• [O que fazer]:
1) Transcreva o trecho sobre os atores e o streaming entre "Isso ocorre em" e "quebra de contrato.", inclusive.
2) Segundo o trecho sobre os atores e o streaming, em que ano Scarlett Johansson processou a Disney?
3) Dê prosseguimento ao trecho sobre os atores e o streaming, começando após a última frase apresentada.

• [Trecho do texto]:
◆ ◆ ◆ ◆ ◆
O problema começou quando serviços de streaming, como Netflix, Amazon Prime Video, Disney+ e HBO Max ganharam força nesse mercado. Essas plataformas por padrão não divulgam seus números de audiência. Também pagam aos atores uma mesma taxa fixa, independentemente da audiência do conteúdo em que participaram.
Para os artistas, essa prática deixa os atores no escuro sem saber o quando a produção estrelada por eles rendeu lucros para os streamings, e o que ganhariam proporcionalmente pelo sucesso de cada uma delas.
Isso ocorre em um cenário onde cada vez mais o público está deixando de ir aos cinemas para optar por assistir tudo em casa pela TV, principalmente durante e após a pandemia de covid-19.
Um caso marcante nesse sentido ocorreu com a atriz Scarlett Johansson. Em 2021, ela processou a Disney sob acusação de quebra de contrato.
Na ocasião, o estúdio lançou o filme "Viúva Negra" no Disney+ e no cinema ao mesmo tempo. Johansson, que estrelava a produção da Marvel, alegou que tinha um acordo com a Disney para que houvesse um lançamento exclusivo nos cinemas.
Com a pandemia se estendendo a partir de 2020, a estreia do filme chegou a ser adiada várias vezes, até que a Disney decidiu distribuir o longa em julho de 2021, tanto nas salas de cinema — ainda no período pandêmico, com boa parte do público evitando entrar em locais fechados — quanto no streaming, na sessão Premier Access (paga) da Disney+.
Como o cachê da atriz era vinculado aos resultados de bilheteria especificamente nos cinemas, ela se sentiu prejudicada pela ação do estúdio e foi à Justiça. Meses depois, chegou a um acordo com a empresa e encerrou o processo.
Por que atores dos EUA estão contra a inteligência artificial?
Durante o anúncio de greve do SAG-AFTRA na quinta-feira (14), os líderes da categoria disseram que a paralisação veio após as negociações com os estúdios de Hollywood fracassarem. Um dos pontos envolvia o uso de imagem dos artistas pela inteligência artificial.
Segundo o site Engadget, a Aliança de Produtores de Cinema e Televisão (AMPTP, na sigla em inglês) incluiu no acordo rejeitado uma "proposta inovadora de IA" (nas palavras dos produtores) que "protegeria as semelhanças digitais dos artistas".
A entidade disse que o acordo de IA exigiria o consentimento de um artista para a "criação e uso de réplicas digitais ou para alterações digitais de uma performance". O Diretor Executivo Nacional da SAG-AFTRA, Duncan Crabtree-Ireland, argumentou que a proposta desqualificava o trabalho humano dos atores.
◆ ◆ ◆ ◆ ◆
• [Dados de indicação de regiões]:

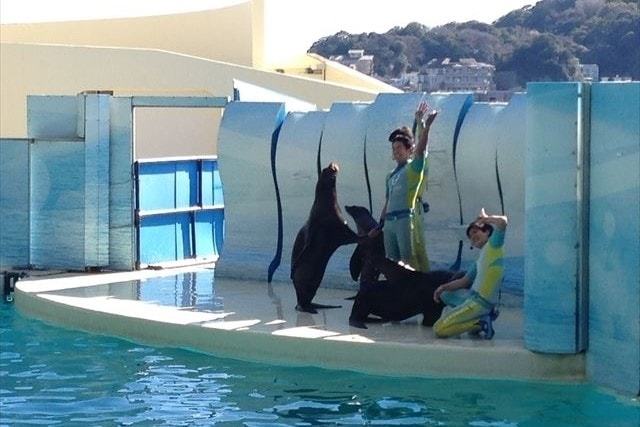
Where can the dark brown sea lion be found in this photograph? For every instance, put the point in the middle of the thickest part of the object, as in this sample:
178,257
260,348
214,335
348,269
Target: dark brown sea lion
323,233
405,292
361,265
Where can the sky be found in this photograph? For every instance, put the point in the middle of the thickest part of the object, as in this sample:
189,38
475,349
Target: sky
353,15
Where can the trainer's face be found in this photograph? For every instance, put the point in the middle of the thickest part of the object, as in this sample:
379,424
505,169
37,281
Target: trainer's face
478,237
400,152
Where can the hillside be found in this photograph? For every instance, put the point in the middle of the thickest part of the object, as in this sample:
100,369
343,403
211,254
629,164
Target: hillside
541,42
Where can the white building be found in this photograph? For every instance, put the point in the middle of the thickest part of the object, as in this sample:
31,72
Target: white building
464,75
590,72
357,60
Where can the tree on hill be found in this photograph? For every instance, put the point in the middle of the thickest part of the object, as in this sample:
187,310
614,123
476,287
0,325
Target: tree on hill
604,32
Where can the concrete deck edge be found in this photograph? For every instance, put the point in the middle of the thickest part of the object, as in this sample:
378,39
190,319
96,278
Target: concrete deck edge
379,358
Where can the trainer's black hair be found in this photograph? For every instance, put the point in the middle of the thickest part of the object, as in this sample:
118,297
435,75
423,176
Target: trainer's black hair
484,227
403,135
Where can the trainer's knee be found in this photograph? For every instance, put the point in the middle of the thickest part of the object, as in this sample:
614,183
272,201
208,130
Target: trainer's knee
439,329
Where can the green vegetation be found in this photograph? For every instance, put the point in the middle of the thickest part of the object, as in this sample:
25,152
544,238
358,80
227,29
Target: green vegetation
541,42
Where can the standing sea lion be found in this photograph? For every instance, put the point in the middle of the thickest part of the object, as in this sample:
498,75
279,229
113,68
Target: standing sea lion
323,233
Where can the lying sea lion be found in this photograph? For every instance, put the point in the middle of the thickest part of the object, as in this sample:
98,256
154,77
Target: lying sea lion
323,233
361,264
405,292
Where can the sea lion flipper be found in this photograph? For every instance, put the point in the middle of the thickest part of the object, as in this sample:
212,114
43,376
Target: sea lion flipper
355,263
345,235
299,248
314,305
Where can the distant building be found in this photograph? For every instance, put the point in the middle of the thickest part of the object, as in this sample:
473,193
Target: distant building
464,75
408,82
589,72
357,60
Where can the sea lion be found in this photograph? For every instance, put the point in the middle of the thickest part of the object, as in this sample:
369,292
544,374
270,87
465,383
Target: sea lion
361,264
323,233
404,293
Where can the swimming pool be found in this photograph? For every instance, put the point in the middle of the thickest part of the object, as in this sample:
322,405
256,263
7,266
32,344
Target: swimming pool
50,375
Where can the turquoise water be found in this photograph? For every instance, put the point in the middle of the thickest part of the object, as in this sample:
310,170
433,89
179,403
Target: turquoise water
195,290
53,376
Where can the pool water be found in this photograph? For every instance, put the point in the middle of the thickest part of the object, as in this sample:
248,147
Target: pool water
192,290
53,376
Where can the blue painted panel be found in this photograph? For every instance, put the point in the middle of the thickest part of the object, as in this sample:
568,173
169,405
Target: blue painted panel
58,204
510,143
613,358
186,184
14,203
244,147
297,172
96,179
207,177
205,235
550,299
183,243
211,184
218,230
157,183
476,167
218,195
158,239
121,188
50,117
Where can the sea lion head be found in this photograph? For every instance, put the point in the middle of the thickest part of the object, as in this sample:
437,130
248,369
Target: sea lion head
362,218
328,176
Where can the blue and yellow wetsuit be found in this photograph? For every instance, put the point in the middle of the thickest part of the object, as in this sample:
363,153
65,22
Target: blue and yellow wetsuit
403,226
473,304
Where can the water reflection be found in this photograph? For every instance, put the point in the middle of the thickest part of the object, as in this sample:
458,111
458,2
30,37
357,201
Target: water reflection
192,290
◆ ◆ ◆ ◆ ◆
• [Respostas em ordem]:
1)
Isso ocorre em um cenário onde cada vez mais o público está deixando de ir aos cinemas para optar por assistir tudo em casa pela TV, principalmente durante e após a pandemia de covid-19.
Um caso marcante nesse sentido ocorreu com a atriz Scarlett Johansson. Em 2021, ela processou a Disney sob acusação de quebra de contrato.

2) Em 2021.

3)
Para Crabtree-Ireland, a proposta era uma forma de os estúdios ganharem direitos perpétuos sobre a imagem de um ator. "Nessa 'proposta inovadora de IA', eles propõem que nossos artistas de fundo possam ser digitalizados, sejam pagos por um dia de pagamento, e a empresa deve possuir essa digitalização, sua imagem, sua semelhança e ser capaz de usá-la pelo resto da eternidade em qualquer projeto que quiserem sem consentimento e sem compensação", afirmou.
"Então, se você acha que essa é uma proposta inovadora, sugiro que pense novamente", concluiu.
Nos últimos anos, os estúdios usaram a tecnologia para digitalizar rostos de atores consagrados e ir além, fazendo com que possam ficar mais velhos, jovens ou mesmo ressuscitá-los.
Neste último caso, Carrie Fisher voltou a ficar "jovem" na cena final do filme "Star Wars - Rogue One", de 2016. Ela emprestou sua voz à cena com a Princesa Leia, mas uma dublê de voz esteve em cena. Seu rosto foi trocado por uma versão digital com as feições da jovem Fisher no primeiro filme da saga, de 1977. Fisher morreu no mesmo mês do lançamento de "Rogue One".
Black Mirror antecipou
A sexta temporada de "Black Mirror", que estreou em junho, abordou como a deepfake — prática de simular rostos e vozes digitalmente — pode ser uma grande inimiga dos atores de carne e osso.
No episódio "Joan is Awful", a atriz Salma Hayek aparece como a personagem principal de uma série, porém, ela não participa das gravações: seu rosto é inserido por meio de deepfake.
Com isso, a produção da série do streaming fictício Streamberry usa diversos elementos da computação gráfica para as gravações, deixando Hayek irritada com o streaming.